◆ **TASK REQUIREMENTS**: With nothing left out, repeat every entry exactly.

◆ **SUPPLIED INFORMATION**:
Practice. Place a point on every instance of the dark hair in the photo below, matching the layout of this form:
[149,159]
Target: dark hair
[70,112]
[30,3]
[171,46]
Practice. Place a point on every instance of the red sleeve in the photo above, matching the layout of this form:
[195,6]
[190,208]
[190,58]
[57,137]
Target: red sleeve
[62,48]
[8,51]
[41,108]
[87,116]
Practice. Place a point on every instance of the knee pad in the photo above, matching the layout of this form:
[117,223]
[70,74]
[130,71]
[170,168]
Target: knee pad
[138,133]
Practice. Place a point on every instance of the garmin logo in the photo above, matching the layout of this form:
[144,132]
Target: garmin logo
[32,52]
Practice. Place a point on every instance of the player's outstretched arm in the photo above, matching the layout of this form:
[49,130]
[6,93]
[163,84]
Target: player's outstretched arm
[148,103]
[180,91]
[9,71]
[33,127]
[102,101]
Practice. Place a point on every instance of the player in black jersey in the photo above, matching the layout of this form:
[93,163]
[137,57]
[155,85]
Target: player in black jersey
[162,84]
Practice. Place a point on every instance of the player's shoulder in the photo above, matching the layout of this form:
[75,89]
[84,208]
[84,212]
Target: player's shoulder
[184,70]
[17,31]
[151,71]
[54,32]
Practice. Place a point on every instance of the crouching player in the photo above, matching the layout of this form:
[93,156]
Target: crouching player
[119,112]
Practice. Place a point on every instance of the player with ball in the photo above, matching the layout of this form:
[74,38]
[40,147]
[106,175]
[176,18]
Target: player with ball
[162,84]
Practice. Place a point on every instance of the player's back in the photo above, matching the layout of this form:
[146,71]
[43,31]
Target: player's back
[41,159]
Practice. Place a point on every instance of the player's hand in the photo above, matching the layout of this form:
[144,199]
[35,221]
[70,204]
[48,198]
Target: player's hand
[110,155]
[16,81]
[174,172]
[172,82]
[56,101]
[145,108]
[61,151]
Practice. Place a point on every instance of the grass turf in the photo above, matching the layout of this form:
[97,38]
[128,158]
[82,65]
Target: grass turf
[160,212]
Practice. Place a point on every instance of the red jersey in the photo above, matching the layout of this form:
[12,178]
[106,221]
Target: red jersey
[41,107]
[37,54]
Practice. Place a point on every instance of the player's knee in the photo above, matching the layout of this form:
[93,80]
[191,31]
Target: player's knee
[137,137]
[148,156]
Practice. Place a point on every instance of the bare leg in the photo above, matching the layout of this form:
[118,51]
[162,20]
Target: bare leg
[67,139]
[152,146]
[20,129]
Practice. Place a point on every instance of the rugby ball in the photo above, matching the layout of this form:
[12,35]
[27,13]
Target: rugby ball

◆ **TASK OUTPUT**:
Practice. Place a point on every instance of the dark hair in the photo below, matching the layout of this form:
[149,159]
Target: dark hair
[70,112]
[30,3]
[171,46]
Practice. Place a point on every instance of the red sleeve in the photo above, matching the layout of this form:
[195,6]
[190,208]
[190,58]
[57,137]
Target: red sleeve
[62,48]
[8,51]
[41,108]
[87,116]
Practice. Place a point on every instance of the knee pad in the photo above, matching the layout of this form:
[117,223]
[70,74]
[130,71]
[170,168]
Target: knee pad
[138,133]
Practice. Place a point on every instance of the garmin logo in the photo above, matching the layout of this form:
[144,132]
Target: garmin logo
[32,52]
Practice. Place a point on every instance of the player's outstretched arm in the photo above, matching the layout of this form:
[49,130]
[6,93]
[163,84]
Target: player's outstretched arm
[148,103]
[180,91]
[9,71]
[33,127]
[102,101]
Practice. Place a point on every instance of the player in black jersey in the photo above, matching the layout of this form:
[93,163]
[137,57]
[155,85]
Target: player in black jersey
[162,84]
Practice. Place a point on every instance of the player's shoulder in the photo above, matching the layout of this form:
[75,89]
[84,208]
[84,212]
Target: player's shoulder
[184,70]
[17,31]
[151,71]
[54,32]
Practice. Place a point on every instance of the crouching player in the photo above, matching the layout of this form:
[93,156]
Target: crouching player
[119,112]
Practice. Place a point on every instance of the player with ball in the photo above, matching the layout of this form:
[74,38]
[40,147]
[106,175]
[176,18]
Target: player with ball
[162,84]
Practice. Place a point on every instance of the player's back in the photo above, matching the layout of this form:
[146,71]
[43,31]
Target: player's back
[41,159]
Practice. Place a point on every instance of the player's hand in the photo above, matching the layout of this form:
[144,199]
[35,221]
[70,204]
[48,198]
Target: player's hand
[110,155]
[16,81]
[174,172]
[172,82]
[56,101]
[145,108]
[61,151]
Practice. Place a point on every instance of the grass turf in the photo above, matching the layout of this form:
[97,38]
[128,158]
[82,65]
Target: grass turf
[160,212]
Practice. Place a point on every instance of the red jersey in the photo above, matching the layout of this form:
[12,178]
[106,221]
Target: red jersey
[41,107]
[37,54]
Practice. Place a point on every instance of the player's knee in the photo above, matching the layout of this form:
[93,80]
[191,31]
Target: player's knee
[137,137]
[148,156]
Practice. Place a point on every instance of the bare leg in the photo above, matching the layout of this form:
[118,51]
[162,20]
Target: bare leg
[67,139]
[152,146]
[20,129]
Practice. Place a point on every instance of the rugby ball in the photo above, matching the layout of this form:
[12,35]
[27,13]
Target: rugby ball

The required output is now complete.